» Action item
All of the data must be retyped exactly, with nothing left out.

» Data
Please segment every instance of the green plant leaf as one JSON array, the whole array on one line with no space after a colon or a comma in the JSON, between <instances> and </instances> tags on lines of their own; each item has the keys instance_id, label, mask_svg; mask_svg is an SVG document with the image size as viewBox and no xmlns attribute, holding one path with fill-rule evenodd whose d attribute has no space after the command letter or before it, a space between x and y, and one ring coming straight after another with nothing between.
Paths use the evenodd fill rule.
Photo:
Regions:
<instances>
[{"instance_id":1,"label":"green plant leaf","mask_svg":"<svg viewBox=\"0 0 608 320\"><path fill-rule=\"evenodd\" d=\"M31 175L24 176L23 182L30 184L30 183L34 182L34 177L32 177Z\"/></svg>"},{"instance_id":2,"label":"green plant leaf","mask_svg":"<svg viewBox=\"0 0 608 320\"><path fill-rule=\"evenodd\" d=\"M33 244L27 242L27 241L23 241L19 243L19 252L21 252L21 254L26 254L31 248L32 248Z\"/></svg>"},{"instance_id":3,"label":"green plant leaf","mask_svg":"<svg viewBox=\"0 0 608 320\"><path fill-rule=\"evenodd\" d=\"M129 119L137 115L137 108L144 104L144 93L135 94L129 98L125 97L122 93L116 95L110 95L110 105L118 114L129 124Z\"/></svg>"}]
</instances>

» Answer to this task
Please segment every instance of the green plant leaf as one JSON array, the whole array on one line with no space after a colon or a comma in the JSON, between <instances> and </instances> tags on lines of their own; each item has the keys instance_id, label, mask_svg; mask_svg is an SVG document with the image size as viewBox and no xmlns attribute, holding one path with fill-rule evenodd whose d attribute has no space after the command letter or before it, a space between x and y, and one ring coming straight after another with nothing between.
Paths use the evenodd fill rule.
Photo:
Regions:
<instances>
[{"instance_id":1,"label":"green plant leaf","mask_svg":"<svg viewBox=\"0 0 608 320\"><path fill-rule=\"evenodd\" d=\"M31 175L24 176L23 182L30 184L30 183L34 182L34 177L32 177Z\"/></svg>"},{"instance_id":2,"label":"green plant leaf","mask_svg":"<svg viewBox=\"0 0 608 320\"><path fill-rule=\"evenodd\" d=\"M33 244L27 242L27 241L23 241L19 243L19 252L21 252L21 254L26 254L31 248L32 248Z\"/></svg>"},{"instance_id":3,"label":"green plant leaf","mask_svg":"<svg viewBox=\"0 0 608 320\"><path fill-rule=\"evenodd\" d=\"M129 119L137 115L137 108L144 104L144 93L135 94L129 98L125 97L122 93L116 95L110 95L110 105L118 114L129 124Z\"/></svg>"}]
</instances>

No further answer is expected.